Beginning with the line that includes "for water reflection." and ending with the last line of the listing below, write out each line exactly, with no other output.

+++++

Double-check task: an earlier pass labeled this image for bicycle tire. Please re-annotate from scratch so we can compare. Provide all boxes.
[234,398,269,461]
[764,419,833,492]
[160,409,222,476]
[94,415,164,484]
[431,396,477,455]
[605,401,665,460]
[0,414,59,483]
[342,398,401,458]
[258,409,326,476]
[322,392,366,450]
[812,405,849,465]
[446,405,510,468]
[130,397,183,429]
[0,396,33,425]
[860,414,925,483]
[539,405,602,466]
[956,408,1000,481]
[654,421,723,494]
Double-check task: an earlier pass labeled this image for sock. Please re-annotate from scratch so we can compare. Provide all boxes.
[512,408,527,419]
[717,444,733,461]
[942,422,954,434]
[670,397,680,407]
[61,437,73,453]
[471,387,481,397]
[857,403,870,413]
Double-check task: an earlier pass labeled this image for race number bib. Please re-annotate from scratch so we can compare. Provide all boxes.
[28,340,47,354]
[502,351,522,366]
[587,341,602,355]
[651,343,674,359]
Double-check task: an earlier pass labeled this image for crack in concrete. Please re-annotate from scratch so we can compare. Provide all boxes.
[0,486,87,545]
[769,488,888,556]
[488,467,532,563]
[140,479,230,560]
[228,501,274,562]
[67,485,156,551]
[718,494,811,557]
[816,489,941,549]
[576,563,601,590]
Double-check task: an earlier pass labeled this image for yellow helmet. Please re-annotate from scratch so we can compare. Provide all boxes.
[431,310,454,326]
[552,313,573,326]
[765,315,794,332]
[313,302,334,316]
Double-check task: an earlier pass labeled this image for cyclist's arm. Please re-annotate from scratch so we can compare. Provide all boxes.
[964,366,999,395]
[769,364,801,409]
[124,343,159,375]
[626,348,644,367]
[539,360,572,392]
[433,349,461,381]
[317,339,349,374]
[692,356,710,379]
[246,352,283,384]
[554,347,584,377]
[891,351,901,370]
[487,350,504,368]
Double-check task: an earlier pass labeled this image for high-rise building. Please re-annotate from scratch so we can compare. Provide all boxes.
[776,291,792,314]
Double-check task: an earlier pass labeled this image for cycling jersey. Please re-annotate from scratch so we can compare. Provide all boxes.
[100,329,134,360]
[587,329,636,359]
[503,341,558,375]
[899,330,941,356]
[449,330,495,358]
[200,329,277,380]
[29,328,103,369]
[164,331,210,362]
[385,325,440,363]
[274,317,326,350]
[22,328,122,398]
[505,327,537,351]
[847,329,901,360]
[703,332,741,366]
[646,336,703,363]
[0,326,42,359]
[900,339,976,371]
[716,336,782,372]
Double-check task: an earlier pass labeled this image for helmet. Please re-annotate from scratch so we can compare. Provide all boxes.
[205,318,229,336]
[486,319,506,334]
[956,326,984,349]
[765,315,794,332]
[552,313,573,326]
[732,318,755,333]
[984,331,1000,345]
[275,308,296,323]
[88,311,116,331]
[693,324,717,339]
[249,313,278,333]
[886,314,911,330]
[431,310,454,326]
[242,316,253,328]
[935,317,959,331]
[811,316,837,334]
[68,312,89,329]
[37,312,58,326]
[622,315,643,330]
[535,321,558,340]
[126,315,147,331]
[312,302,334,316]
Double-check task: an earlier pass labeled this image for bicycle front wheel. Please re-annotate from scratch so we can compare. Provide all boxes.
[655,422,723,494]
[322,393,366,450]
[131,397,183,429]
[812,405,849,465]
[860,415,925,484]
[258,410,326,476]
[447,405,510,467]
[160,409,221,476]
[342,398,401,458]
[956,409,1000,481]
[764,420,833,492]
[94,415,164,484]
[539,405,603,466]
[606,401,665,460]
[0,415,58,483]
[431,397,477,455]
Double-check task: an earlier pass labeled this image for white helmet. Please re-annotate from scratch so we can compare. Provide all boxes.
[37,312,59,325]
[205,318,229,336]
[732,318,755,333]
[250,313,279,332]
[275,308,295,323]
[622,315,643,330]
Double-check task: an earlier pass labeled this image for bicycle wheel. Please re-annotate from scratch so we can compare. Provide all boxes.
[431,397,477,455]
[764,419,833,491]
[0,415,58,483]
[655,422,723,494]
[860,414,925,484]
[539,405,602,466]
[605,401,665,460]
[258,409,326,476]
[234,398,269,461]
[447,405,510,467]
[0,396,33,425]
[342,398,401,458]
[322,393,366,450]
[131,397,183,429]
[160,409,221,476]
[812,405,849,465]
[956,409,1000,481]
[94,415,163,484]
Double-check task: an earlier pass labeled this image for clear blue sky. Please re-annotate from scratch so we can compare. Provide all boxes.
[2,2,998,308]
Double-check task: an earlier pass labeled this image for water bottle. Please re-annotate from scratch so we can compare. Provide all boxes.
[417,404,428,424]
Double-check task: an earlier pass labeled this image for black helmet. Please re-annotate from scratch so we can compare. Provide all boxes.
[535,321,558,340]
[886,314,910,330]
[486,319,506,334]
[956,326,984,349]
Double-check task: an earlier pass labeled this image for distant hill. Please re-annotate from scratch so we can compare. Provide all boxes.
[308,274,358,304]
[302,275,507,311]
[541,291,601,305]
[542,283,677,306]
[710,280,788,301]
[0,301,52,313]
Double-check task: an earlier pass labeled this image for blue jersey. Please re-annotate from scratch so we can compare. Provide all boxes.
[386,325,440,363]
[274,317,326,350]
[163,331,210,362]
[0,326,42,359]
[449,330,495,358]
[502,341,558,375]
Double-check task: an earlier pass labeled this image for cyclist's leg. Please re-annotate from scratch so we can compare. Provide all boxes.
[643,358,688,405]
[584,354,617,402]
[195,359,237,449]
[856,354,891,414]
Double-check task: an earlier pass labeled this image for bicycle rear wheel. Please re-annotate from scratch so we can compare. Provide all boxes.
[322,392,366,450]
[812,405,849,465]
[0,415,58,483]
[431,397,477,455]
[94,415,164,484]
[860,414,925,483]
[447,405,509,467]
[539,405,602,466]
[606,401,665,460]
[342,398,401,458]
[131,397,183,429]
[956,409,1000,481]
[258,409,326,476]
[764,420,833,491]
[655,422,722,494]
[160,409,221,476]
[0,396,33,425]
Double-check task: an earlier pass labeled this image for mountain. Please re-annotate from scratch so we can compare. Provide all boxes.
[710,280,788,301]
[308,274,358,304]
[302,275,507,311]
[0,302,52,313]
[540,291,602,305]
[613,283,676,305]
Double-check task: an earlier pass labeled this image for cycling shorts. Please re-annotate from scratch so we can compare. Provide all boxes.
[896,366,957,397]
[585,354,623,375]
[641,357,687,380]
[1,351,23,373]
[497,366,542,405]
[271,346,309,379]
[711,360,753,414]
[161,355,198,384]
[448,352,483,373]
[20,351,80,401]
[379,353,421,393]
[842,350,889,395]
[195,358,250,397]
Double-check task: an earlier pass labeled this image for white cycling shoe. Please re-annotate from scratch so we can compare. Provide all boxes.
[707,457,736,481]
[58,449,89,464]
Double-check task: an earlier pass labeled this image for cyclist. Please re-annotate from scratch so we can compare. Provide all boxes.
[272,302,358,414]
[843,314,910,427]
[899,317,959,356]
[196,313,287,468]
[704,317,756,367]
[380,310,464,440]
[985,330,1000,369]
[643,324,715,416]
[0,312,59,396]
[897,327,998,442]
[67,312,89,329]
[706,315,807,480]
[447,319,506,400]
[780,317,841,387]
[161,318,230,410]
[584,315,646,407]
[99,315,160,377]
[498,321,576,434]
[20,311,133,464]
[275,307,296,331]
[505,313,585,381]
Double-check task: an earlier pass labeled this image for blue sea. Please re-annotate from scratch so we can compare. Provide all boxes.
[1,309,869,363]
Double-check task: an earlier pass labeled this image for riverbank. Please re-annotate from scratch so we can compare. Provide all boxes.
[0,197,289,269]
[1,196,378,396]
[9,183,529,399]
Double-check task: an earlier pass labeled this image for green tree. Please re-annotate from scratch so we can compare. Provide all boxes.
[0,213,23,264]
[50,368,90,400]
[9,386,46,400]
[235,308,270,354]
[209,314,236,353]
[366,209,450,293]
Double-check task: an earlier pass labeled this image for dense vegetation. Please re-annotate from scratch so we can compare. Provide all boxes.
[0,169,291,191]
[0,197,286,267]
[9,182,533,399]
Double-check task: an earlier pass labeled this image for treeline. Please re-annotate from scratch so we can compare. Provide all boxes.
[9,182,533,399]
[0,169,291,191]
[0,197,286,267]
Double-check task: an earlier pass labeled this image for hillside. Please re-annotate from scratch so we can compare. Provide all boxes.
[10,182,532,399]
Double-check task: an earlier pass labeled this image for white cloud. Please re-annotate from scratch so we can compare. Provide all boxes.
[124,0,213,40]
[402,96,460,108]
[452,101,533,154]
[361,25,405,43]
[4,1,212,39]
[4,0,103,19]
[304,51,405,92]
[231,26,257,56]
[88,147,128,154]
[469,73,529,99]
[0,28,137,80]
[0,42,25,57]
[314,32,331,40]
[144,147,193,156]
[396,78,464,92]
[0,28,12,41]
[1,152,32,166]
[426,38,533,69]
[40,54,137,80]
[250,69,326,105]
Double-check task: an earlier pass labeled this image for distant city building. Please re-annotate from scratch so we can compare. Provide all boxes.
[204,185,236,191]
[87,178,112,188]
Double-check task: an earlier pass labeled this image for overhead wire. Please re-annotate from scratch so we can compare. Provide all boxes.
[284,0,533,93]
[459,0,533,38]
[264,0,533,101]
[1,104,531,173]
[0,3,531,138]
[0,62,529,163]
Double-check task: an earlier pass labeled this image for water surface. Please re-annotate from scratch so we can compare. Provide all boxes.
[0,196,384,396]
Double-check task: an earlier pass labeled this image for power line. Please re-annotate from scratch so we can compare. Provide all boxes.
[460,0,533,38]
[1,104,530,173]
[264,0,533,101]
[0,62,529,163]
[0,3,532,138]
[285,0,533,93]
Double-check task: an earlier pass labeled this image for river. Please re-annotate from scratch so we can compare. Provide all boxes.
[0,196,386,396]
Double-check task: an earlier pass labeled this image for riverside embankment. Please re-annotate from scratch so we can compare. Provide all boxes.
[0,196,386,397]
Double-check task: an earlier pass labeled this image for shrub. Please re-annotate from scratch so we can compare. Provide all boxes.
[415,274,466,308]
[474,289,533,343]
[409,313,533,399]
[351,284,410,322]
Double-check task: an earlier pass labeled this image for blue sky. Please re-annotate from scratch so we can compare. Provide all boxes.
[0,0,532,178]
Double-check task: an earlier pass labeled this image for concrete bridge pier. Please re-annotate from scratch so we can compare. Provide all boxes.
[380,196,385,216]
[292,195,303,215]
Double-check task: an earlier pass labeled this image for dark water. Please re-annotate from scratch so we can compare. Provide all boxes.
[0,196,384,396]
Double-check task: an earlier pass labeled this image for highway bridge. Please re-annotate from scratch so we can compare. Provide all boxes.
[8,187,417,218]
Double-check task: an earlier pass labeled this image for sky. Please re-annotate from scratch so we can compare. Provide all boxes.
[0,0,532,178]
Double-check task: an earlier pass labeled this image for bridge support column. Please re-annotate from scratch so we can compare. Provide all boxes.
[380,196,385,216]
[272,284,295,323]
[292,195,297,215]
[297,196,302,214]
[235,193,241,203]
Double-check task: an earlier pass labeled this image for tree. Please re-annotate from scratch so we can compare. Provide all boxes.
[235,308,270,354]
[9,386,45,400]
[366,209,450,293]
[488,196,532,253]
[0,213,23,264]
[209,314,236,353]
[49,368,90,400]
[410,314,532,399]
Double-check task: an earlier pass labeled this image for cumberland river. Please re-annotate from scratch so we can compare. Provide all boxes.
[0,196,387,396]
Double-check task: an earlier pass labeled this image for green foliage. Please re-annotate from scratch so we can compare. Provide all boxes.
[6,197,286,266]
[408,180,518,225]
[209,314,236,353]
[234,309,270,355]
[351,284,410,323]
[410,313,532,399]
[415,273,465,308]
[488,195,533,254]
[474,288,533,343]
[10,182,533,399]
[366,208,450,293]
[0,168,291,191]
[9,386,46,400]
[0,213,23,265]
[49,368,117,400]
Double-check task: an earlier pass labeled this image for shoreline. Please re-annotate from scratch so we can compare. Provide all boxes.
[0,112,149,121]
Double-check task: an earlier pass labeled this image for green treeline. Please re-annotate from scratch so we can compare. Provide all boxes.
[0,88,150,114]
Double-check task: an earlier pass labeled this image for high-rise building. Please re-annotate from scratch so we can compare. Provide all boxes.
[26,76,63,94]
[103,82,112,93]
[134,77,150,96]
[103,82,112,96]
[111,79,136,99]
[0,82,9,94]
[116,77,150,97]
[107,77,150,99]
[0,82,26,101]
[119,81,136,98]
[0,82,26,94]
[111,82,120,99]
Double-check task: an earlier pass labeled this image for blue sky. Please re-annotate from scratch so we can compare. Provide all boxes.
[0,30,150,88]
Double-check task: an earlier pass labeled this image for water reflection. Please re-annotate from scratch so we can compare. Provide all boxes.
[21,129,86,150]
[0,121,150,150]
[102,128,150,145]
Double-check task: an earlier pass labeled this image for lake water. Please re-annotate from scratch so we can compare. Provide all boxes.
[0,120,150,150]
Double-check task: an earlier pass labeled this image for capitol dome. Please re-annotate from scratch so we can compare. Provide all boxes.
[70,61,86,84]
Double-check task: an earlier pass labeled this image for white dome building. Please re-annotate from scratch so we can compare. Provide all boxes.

+++++

## ANSWER TO THE EXERCISE
Double-check task: an earlier pass labeled this image for water reflection. Please re-annotate from scratch so we can compare. Provide all boxes.
[21,129,86,150]
[0,121,150,150]
[102,128,150,145]
Double-check task: an earlier pass labeled this image for lake water. Please re-annotate from scratch so we can compare. Provide all boxes.
[0,120,150,150]
Double-check task: an earlier pass labeled this image for capitol dome. Please re-annotate from scratch so we can compare. Provide all boxes.
[70,61,86,84]
Double-check task: an earlier pass labeled this image for white dome building. Please re-annotate from scratch so we can compare. Provide all boxes.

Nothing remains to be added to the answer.